### Short task 1
In the records below, change "Tag" to "Mark" everywhere it appears, keeping every other word the same.

### Text provided
TRAINING TO MEET THE CYBER THREAT: We Are Going To Do Great If The Next Conflict Is Simply A Repeat Of The Second World War

 Cyber warfare is fast becoming popular with smaller nations that cannot match the weaponry and force of larger powers. By attacking military and civilian systems, smaller nations have the potential to bring world powers to their knees. The 201…

 Cyber warfare is fast becoming popular with smaller nations that cannot match the weaponry and force of larger powers. By attacking military and civilian systems, smaller nations have the potential to bring world powers to their knees. The 2010 Stuxnet malicious computer worm that targeted Iran’s nuclear program was the opening salvo and the proverbial tip of iceberg in cyber warfare. (istockphoto.com)

(VOLUME 24-7)

Entries from a dataset
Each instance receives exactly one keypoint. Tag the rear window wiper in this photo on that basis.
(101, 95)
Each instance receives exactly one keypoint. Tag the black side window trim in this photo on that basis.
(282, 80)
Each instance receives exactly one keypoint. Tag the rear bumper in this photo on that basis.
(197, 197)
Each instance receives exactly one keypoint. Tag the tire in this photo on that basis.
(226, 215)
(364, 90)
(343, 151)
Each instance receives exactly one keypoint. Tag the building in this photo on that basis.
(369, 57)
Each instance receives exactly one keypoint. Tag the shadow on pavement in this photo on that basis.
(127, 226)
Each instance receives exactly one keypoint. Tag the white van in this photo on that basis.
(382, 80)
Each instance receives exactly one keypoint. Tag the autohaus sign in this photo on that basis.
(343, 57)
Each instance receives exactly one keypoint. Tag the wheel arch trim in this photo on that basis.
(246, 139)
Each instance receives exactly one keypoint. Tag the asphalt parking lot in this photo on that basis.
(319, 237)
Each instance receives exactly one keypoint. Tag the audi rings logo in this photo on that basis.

### Short task 2
According to the text on cyber warfare, what malicious computer worm targeted Iran's nuclear program in 2010?

### Full response 1
Each instance receives exactly one keypoint. Mark the rear window wiper in this photo on that basis.
(101, 95)
Each instance receives exactly one keypoint. Mark the black side window trim in this photo on that basis.
(282, 80)
Each instance receives exactly one keypoint. Mark the rear bumper in this photo on that basis.
(197, 197)
Each instance receives exactly one keypoint. Mark the tire in this photo on that basis.
(226, 215)
(364, 90)
(343, 151)
Each instance receives exactly one keypoint. Mark the building in this photo on that basis.
(369, 57)
Each instance receives exactly one keypoint. Mark the shadow on pavement in this photo on that basis.
(127, 226)
Each instance receives exactly one keypoint. Mark the white van in this photo on that basis.
(382, 80)
Each instance receives exactly one keypoint. Mark the autohaus sign in this photo on that basis.
(343, 57)
Each instance receives exactly one keypoint. Mark the wheel arch trim in this photo on that basis.
(246, 139)
Each instance receives exactly one keypoint. Mark the asphalt parking lot in this photo on that basis.
(319, 237)
Each instance receives exactly one keypoint. Mark the audi rings logo in this photo on that basis.

### Full response 2
Stuxnet